Issue fatigue may be surfacing as a major factor on the doc fix, but there's something even bigger that may drive Congress to get rid of the SGR for good: a fiscal bargain.
That "bargain" refers to Congressional Budget Office (CBO) projections. Under the new Medicare spending plans, CBO estimates that keeping Medicare physician payments at their current level over a 10-year period would cost $138 billion. That's a significant reduction from the $243 billion CBO estimate for the same policy a year ago.
Although uncertainty has haunted the SGR debate for years, an element of optimism has crept into the debate this year because "it's a good deal right now," Frank G. Opelka, MD, FACS, vice chair of the National Quality Forum's consensus standards approval committee, told me the other day.

• Dataset content:
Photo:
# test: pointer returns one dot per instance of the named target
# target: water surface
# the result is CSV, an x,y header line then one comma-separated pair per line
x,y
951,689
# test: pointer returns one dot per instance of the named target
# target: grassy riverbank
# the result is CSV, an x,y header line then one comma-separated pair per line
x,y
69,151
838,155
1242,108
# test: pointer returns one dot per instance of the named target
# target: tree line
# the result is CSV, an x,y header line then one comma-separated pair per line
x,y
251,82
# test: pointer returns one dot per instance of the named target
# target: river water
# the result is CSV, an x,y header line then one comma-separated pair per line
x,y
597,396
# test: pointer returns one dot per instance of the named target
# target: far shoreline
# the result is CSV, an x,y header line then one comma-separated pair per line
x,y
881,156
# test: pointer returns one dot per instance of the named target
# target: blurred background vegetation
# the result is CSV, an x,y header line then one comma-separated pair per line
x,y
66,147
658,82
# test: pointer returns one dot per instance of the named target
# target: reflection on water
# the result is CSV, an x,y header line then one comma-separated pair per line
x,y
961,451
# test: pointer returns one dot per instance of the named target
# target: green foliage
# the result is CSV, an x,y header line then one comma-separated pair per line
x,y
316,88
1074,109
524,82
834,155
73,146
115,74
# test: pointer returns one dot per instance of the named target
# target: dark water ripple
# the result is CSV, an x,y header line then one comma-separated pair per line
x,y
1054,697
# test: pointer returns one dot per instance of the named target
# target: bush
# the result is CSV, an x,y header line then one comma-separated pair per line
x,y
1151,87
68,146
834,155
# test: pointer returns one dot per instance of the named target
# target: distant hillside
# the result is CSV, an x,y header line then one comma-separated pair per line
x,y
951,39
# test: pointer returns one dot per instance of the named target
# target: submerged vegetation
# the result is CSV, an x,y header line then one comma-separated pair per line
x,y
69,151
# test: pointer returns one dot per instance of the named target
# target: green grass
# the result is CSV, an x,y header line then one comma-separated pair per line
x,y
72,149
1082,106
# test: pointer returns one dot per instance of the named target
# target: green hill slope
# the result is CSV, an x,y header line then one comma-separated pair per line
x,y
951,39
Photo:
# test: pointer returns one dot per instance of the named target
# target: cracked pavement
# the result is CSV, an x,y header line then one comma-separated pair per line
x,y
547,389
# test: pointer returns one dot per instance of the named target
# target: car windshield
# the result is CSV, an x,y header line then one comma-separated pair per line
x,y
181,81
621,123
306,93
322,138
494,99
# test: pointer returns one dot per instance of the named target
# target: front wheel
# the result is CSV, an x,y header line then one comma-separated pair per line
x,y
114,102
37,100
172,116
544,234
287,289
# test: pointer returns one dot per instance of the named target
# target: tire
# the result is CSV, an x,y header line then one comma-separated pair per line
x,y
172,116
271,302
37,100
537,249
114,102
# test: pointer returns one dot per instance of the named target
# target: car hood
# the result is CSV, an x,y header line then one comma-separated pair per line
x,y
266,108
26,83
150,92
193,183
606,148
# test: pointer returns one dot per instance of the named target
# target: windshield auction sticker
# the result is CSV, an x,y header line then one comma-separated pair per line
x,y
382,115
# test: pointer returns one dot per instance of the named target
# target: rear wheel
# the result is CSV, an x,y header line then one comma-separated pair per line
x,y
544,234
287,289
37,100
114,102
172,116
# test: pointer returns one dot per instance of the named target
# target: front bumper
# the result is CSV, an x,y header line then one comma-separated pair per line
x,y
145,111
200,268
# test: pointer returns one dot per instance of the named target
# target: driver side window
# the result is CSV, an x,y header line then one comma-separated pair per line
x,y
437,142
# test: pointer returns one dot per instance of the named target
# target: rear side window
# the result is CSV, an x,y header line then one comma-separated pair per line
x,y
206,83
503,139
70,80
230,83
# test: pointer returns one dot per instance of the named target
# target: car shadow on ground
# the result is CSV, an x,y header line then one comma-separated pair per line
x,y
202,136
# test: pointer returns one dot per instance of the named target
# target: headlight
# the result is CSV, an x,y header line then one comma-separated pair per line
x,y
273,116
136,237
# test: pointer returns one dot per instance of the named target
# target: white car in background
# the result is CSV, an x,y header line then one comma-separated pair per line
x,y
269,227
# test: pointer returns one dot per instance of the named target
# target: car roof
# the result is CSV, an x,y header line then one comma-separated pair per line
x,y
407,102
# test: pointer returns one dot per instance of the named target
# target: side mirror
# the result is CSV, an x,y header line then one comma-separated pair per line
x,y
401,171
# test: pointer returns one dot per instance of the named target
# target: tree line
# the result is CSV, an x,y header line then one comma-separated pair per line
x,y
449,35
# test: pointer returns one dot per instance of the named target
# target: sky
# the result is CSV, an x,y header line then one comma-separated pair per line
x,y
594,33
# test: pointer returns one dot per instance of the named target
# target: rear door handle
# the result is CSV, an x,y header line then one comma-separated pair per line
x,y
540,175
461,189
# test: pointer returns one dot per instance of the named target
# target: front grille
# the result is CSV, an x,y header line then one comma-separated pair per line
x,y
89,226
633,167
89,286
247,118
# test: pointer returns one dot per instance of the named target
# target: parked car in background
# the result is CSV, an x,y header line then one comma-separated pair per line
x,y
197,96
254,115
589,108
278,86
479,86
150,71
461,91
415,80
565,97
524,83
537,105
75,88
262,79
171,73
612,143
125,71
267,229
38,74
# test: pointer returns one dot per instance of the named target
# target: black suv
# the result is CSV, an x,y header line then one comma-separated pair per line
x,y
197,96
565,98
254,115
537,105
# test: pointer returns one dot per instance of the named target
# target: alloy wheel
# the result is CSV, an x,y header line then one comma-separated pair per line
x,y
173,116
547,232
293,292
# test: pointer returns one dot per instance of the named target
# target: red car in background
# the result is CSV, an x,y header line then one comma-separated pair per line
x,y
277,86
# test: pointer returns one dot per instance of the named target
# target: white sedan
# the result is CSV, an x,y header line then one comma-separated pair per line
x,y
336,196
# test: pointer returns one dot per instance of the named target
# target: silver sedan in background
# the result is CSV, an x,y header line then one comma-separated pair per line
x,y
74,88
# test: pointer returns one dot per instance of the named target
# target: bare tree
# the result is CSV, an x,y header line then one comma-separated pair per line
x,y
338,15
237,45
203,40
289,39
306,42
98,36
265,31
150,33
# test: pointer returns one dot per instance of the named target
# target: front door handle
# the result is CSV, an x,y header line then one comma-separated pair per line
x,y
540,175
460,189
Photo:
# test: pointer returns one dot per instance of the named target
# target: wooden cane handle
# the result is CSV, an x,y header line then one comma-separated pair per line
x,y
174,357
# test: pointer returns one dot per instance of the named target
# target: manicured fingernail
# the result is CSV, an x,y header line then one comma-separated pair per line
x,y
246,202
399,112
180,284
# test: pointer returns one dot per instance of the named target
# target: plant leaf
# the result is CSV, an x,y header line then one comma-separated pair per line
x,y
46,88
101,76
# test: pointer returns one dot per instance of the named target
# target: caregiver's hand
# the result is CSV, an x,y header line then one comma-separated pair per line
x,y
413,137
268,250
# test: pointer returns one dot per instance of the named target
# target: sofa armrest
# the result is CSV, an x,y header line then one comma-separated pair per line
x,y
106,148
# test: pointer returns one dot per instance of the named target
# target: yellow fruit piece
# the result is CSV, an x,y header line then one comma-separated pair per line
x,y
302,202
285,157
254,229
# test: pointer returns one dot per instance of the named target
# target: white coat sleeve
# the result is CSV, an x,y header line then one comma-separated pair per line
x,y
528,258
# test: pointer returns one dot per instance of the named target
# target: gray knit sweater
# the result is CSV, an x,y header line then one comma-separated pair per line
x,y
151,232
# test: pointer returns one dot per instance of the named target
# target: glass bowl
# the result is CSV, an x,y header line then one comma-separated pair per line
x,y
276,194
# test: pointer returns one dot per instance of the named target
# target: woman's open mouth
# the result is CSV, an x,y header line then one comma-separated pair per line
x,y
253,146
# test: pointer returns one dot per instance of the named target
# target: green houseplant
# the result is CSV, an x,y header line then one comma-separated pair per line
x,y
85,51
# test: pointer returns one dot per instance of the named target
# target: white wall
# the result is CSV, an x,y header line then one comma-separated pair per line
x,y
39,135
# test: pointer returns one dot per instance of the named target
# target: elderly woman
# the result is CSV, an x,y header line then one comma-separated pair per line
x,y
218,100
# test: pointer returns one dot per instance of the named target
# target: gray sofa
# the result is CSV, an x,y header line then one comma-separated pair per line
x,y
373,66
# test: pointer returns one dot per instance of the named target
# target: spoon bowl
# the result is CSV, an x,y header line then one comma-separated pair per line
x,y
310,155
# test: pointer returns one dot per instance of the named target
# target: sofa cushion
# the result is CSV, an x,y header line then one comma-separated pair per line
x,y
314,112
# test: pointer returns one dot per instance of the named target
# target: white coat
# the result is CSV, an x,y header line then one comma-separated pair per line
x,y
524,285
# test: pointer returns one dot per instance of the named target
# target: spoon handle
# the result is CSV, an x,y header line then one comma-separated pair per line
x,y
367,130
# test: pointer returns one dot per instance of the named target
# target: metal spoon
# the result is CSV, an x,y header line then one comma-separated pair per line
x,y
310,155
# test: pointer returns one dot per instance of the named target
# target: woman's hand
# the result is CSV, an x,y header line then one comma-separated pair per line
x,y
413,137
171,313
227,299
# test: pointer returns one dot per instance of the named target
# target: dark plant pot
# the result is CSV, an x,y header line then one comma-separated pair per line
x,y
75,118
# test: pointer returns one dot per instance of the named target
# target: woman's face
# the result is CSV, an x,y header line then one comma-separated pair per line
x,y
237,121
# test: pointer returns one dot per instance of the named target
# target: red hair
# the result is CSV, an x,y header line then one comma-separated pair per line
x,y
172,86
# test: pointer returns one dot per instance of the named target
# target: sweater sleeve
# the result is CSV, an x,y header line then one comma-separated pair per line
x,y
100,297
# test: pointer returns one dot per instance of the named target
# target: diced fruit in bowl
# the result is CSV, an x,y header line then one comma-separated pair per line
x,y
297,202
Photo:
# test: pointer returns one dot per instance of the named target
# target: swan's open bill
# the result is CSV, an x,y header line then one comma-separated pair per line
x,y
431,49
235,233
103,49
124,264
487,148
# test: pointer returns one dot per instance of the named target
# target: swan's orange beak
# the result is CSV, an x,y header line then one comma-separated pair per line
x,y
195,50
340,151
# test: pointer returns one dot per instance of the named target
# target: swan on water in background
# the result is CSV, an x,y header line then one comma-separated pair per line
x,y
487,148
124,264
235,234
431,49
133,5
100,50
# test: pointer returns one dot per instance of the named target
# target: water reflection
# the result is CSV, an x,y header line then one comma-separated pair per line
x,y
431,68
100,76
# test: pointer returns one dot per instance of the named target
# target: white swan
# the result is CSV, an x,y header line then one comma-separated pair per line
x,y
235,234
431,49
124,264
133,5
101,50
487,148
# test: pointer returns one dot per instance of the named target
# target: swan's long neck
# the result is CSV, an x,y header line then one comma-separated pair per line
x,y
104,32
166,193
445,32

• Exercise set:
**1)** In the passage on the Medicare doc fix, what does the Congressional Budget Office now estimate it would cost to keep Medicare physician payments at their current level over 10 years?
**2)** Extend the passage on the Medicare doc fix from its last sentence.

• Task responses:
**1)** $138 billion.

**2)**
Healthcare advocates say it's time to strike: get rid of the SGR and put a new plan in its place. When I asked for his view, Jeremy Lazarus, MD, president of the American Medical Association, sent me a statement indicating that there is a definite economic incentive for Congress to act now to repeal the SGR, noting the CBO cost projections.
"The CBO estimates that the cost to repeal the SGR is now less than half the cost projected at this time last year. Congress should act now, before this sale price ends," Lazarus says. "At a time when members of the baby-boom generation are aging into Medicare at an average rate of 10,000 each day, we cannot afford to wait any longer."